#### [Task description]
Beginning with the line that contains "--detect green stem --format json_objects", extract each line through the end of the listing below, with no additions or omissions.

#### [Entries supplied]

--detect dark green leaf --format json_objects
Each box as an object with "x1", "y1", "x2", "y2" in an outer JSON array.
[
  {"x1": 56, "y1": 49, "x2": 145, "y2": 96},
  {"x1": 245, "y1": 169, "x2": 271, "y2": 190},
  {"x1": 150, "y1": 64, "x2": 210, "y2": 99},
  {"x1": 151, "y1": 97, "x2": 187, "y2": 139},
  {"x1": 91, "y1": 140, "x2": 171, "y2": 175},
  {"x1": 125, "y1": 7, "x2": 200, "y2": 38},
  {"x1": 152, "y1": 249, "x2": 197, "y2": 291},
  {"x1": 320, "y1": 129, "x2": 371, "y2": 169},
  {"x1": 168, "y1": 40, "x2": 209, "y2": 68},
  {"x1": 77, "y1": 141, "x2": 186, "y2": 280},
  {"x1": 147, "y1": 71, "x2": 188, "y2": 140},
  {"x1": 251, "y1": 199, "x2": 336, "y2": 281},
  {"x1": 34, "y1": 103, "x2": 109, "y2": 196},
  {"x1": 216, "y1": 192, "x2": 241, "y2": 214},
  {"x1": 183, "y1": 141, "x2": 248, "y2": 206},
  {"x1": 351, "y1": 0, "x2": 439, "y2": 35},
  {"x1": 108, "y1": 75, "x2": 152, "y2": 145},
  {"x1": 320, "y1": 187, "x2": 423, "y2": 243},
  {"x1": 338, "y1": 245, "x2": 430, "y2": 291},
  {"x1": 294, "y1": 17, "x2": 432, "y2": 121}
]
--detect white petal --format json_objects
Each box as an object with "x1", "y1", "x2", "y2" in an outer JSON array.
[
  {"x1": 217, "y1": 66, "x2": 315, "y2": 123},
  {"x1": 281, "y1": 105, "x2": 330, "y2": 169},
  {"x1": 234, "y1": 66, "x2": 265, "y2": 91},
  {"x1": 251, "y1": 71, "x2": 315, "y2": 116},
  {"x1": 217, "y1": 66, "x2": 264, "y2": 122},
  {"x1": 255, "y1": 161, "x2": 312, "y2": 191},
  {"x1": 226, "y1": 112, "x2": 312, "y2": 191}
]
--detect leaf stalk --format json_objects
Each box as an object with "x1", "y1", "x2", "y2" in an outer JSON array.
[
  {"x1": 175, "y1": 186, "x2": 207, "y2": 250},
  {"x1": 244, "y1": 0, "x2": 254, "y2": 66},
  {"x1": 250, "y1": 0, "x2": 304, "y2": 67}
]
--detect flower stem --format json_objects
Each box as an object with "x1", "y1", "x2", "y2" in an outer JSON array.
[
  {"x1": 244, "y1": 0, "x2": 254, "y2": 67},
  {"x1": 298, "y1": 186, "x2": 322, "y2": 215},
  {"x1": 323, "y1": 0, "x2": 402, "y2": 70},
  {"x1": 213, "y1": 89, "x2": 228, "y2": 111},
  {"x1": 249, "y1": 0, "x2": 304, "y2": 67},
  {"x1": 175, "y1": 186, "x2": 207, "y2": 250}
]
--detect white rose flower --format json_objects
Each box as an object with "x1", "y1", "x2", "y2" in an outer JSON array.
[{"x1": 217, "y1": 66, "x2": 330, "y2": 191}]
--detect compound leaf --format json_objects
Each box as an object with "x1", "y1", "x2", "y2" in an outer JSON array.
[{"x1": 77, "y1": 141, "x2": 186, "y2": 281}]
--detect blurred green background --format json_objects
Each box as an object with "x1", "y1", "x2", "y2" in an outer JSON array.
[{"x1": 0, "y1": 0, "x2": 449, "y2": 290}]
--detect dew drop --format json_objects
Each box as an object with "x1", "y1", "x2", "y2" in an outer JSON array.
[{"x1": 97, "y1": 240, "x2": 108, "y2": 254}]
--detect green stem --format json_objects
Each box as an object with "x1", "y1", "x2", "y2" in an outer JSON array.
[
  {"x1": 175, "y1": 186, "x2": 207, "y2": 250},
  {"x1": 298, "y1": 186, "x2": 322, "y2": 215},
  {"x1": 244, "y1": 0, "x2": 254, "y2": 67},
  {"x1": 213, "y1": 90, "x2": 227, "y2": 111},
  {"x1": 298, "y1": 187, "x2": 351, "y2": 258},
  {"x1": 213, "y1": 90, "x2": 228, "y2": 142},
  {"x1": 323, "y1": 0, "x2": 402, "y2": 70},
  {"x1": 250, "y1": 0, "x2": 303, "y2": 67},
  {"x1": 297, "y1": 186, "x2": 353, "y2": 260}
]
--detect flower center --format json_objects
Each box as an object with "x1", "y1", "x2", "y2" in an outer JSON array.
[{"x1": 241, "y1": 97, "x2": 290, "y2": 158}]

#### [Response below]
--detect green stem --format json_objects
Each box as an object with "x1", "y1", "x2", "y2" in an outer JSON array.
[
  {"x1": 175, "y1": 186, "x2": 207, "y2": 250},
  {"x1": 298, "y1": 186, "x2": 322, "y2": 215},
  {"x1": 244, "y1": 0, "x2": 254, "y2": 67},
  {"x1": 213, "y1": 90, "x2": 227, "y2": 111},
  {"x1": 298, "y1": 187, "x2": 351, "y2": 258},
  {"x1": 213, "y1": 90, "x2": 228, "y2": 142},
  {"x1": 323, "y1": 0, "x2": 402, "y2": 70},
  {"x1": 250, "y1": 0, "x2": 303, "y2": 67},
  {"x1": 297, "y1": 186, "x2": 353, "y2": 260}
]
--detect flower center --format json_objects
Each box as an object with "x1", "y1", "x2", "y2" in an outer JSON array.
[{"x1": 241, "y1": 97, "x2": 290, "y2": 158}]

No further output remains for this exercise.